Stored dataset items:
********

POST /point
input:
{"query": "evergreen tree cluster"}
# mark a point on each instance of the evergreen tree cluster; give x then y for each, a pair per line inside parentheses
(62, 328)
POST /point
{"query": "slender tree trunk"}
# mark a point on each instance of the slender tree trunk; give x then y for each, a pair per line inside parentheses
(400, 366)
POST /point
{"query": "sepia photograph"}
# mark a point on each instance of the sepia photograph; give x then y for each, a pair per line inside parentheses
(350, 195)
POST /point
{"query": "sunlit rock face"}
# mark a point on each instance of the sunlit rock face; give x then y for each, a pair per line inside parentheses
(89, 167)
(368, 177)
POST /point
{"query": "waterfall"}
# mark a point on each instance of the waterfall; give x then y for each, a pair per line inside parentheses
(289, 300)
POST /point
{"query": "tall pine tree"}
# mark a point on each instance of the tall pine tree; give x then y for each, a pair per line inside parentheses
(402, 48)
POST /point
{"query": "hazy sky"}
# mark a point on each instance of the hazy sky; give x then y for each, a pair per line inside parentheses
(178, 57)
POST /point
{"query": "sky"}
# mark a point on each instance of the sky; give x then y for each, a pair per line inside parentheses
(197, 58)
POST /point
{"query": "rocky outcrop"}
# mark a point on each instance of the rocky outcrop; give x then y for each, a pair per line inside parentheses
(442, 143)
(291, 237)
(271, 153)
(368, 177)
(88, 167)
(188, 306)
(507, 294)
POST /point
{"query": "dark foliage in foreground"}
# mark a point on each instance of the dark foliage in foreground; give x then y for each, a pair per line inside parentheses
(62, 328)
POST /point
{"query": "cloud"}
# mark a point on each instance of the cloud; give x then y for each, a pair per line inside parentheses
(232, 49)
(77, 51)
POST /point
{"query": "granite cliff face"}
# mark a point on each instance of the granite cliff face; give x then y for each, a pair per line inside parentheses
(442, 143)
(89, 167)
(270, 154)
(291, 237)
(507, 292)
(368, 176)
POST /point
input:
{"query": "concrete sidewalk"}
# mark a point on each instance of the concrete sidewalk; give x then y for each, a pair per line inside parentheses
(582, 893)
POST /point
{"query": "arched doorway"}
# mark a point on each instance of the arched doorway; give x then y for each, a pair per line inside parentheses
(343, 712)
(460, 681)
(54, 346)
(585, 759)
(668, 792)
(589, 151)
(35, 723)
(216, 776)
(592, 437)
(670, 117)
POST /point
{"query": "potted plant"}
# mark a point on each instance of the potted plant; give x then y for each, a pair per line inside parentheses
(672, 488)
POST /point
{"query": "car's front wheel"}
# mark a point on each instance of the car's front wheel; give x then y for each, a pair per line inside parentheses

********

How many lines in the material contain the word "evergreen"? Reply with the number alone.

2